- **TASK DESCRIPTION**:
Below are the records; restate all of them word for word.

[[ TASK MATERIAL, beginning ]]

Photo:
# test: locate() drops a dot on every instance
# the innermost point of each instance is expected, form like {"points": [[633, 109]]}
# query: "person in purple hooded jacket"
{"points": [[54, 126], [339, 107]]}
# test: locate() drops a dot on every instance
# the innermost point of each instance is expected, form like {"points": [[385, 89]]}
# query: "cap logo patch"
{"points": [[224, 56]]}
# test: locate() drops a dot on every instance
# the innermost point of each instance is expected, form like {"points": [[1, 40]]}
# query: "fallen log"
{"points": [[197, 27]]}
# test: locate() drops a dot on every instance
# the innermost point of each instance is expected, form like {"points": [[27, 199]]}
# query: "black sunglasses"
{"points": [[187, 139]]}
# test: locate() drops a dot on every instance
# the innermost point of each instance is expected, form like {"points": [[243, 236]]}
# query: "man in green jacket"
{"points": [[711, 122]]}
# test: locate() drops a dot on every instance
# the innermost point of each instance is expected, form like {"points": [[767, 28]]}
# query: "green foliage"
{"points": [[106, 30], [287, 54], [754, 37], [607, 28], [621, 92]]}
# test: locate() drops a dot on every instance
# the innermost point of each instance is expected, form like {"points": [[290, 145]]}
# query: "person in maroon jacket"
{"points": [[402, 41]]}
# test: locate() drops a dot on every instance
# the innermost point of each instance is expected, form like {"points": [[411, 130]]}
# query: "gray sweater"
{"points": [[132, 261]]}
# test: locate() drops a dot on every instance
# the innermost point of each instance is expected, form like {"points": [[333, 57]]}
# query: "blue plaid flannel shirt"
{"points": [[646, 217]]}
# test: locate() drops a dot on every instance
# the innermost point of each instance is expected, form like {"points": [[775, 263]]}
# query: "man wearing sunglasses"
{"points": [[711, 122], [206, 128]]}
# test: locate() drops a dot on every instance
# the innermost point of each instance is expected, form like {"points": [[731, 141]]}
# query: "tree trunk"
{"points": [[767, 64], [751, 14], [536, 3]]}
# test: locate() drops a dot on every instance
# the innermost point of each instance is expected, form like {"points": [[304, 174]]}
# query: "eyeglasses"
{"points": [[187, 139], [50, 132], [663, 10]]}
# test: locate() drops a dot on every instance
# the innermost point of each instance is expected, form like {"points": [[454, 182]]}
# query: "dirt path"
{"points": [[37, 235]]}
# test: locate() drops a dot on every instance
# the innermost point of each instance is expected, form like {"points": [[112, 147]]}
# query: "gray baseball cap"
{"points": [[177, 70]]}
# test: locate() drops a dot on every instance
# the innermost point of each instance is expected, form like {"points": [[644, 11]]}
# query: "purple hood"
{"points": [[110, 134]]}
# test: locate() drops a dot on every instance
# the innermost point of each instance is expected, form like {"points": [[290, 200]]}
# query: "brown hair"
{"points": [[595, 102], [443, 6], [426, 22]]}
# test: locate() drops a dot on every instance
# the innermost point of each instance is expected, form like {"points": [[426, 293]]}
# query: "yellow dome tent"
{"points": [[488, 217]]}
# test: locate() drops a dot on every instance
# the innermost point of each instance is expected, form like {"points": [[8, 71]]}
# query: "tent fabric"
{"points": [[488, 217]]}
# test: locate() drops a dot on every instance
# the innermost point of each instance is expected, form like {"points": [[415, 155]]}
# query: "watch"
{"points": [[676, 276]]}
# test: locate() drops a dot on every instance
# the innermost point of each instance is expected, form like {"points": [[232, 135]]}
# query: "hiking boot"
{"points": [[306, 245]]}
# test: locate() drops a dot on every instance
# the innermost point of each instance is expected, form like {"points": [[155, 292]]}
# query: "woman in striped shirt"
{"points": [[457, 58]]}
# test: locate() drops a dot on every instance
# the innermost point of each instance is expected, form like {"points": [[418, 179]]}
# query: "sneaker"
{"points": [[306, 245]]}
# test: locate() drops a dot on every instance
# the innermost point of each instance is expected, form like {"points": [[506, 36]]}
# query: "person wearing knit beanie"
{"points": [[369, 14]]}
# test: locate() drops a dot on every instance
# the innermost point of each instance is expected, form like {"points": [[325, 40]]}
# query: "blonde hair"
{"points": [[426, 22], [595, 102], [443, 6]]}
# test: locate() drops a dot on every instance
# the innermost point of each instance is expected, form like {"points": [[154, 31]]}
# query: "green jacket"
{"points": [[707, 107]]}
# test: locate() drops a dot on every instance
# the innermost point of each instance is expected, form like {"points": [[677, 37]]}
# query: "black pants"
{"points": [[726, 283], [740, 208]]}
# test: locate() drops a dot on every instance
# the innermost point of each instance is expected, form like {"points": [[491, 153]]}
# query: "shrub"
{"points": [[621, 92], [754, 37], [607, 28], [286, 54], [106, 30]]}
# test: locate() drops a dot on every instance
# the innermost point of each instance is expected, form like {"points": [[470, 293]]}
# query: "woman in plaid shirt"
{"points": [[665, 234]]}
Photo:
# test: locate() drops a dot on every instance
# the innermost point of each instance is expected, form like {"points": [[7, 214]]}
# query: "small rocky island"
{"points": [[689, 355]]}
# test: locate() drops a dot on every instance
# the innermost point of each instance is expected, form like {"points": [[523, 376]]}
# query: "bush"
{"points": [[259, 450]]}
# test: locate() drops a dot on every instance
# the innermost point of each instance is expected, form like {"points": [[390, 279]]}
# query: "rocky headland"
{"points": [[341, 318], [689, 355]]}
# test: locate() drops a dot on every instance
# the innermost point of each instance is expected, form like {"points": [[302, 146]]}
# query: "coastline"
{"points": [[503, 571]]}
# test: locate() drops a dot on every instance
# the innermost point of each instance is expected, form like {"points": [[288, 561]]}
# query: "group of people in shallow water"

[[ TASK MATERIAL, end ]]

- **RESPONSE FOR THIS EXERCISE**:
Photo:
# test: locate() drops a dot on every instance
# the innermost point of each instance is expected, form like {"points": [[633, 109]]}
# query: "person in purple hooded jacket"
{"points": [[54, 126], [339, 107]]}
# test: locate() drops a dot on every instance
# the innermost point of each instance is expected, form like {"points": [[385, 89]]}
# query: "cap logo patch"
{"points": [[224, 56]]}
# test: locate() drops a dot on every instance
# the innermost point of each instance is expected, form like {"points": [[1, 40]]}
# query: "fallen log"
{"points": [[197, 27]]}
# test: locate() drops a dot on every instance
# the innermost point of each instance is expected, form like {"points": [[27, 199]]}
# query: "black sunglasses"
{"points": [[187, 139]]}
# test: locate() drops a dot on every instance
# the innermost point of each instance is expected, form like {"points": [[243, 236]]}
# query: "man in green jacket"
{"points": [[711, 122]]}
# test: locate() drops a dot on every instance
# the innermost point of each instance is expected, form like {"points": [[767, 28]]}
# query: "green foliage"
{"points": [[106, 30], [287, 54], [754, 37], [607, 28], [621, 92]]}
# test: locate() drops a dot on every instance
# the innermost point of each instance is expected, form like {"points": [[290, 145]]}
# query: "person in maroon jacket"
{"points": [[402, 41]]}
# test: locate() drops a dot on every instance
# the innermost point of each instance is expected, form like {"points": [[411, 130]]}
# query: "gray sweater"
{"points": [[132, 261]]}
# test: locate() drops a dot on every instance
# the innermost point of each instance is expected, form like {"points": [[333, 57]]}
# query: "blue plaid flannel shirt"
{"points": [[646, 217]]}
# test: locate() drops a dot on every instance
# the innermost point of each instance is expected, form like {"points": [[775, 263]]}
# query: "man wearing sunglasses"
{"points": [[711, 122], [206, 128]]}
# test: locate() drops a dot on every instance
# the innermost point of each instance is expected, form like {"points": [[731, 141]]}
# query: "tree trunk"
{"points": [[767, 64], [751, 14], [536, 3]]}
# test: locate() drops a dot on every instance
# the innermost point of each instance is expected, form like {"points": [[304, 174]]}
# query: "eyeglasses"
{"points": [[187, 139], [50, 132], [663, 10]]}
# test: locate() drops a dot on every instance
# the innermost point of each instance is expected, form like {"points": [[454, 182]]}
# query: "dirt path"
{"points": [[37, 235]]}
# test: locate() drops a dot on every instance
# the innermost point of each instance is expected, form like {"points": [[112, 147]]}
# query: "gray baseball cap"
{"points": [[177, 70]]}
# test: locate() drops a dot on every instance
# the innermost point of each instance is expected, form like {"points": [[644, 11]]}
# query: "purple hood"
{"points": [[110, 134]]}
# test: locate() drops a dot on every instance
# the innermost point of each instance is expected, form like {"points": [[290, 200]]}
# query: "brown hair"
{"points": [[595, 102], [443, 6], [426, 22]]}
# test: locate() drops a dot on every instance
# the innermost point of each instance is expected, form like {"points": [[426, 293]]}
# query: "yellow dome tent"
{"points": [[488, 217]]}
# test: locate() drops a dot on every instance
# the innermost point of each instance is expected, form like {"points": [[8, 71]]}
# query: "tent fabric"
{"points": [[488, 217]]}
# test: locate() drops a dot on every instance
# the innermost point of each instance is expected, form like {"points": [[415, 155]]}
# query: "watch"
{"points": [[676, 276]]}
# test: locate() drops a dot on every instance
# the innermost point of each instance is expected, form like {"points": [[232, 135]]}
# query: "hiking boot"
{"points": [[306, 245]]}
# test: locate() drops a dot on every instance
# the innermost point of each instance is expected, form like {"points": [[155, 292]]}
# query: "woman in striped shirt"
{"points": [[457, 58]]}
# test: locate() drops a dot on every instance
# the innermost point of each instance is expected, form like {"points": [[418, 179]]}
# query: "sneaker"
{"points": [[306, 245]]}
# test: locate() drops a dot on every instance
# the innermost point of each instance is expected, form like {"points": [[506, 36]]}
# query: "person wearing knit beanie"
{"points": [[369, 14]]}
# test: locate() drops a dot on every instance
# the innermost point of each instance is expected, form like {"points": [[325, 40]]}
# query: "blonde hair"
{"points": [[426, 22], [595, 102], [443, 6]]}
# test: locate() drops a dot on every instance
# the innermost point of each instance is expected, form like {"points": [[154, 31]]}
# query: "green jacket"
{"points": [[707, 107]]}
# test: locate() drops a dot on every instance
# the innermost point of each instance is expected, form like {"points": [[677, 37]]}
# query: "black pants"
{"points": [[726, 283], [740, 208]]}
# test: locate() drops a dot on every instance
# the innermost point of each instance is expected, form like {"points": [[491, 153]]}
# query: "shrub"
{"points": [[621, 92], [754, 37], [607, 28], [286, 54], [106, 30]]}
# test: locate() drops a dot on every instance
# the innermost point of each instance is expected, form like {"points": [[470, 293]]}
# query: "woman in plaid shirt"
{"points": [[665, 234]]}
Photo:
# test: locate() drops a dot on every instance
# the innermost point of each instance is expected, form like {"points": [[7, 214]]}
# query: "small rocky island"
{"points": [[689, 355]]}
# test: locate() drops a dot on every instance
# the innermost point of each instance is expected, form like {"points": [[523, 376]]}
# query: "bush"
{"points": [[259, 450]]}
# test: locate() drops a dot on every instance
# the innermost point of each instance is expected, form like {"points": [[390, 279]]}
# query: "rocky headland"
{"points": [[341, 318], [689, 355]]}
# test: locate() drops a dot on every instance
# the innermost point of each instance is expected, form like {"points": [[302, 146]]}
# query: "coastline"
{"points": [[503, 571]]}
# test: locate() drops a dot on every instance
# the innermost point of each instance is expected, form like {"points": [[288, 561]]}
# query: "group of people in shallow water"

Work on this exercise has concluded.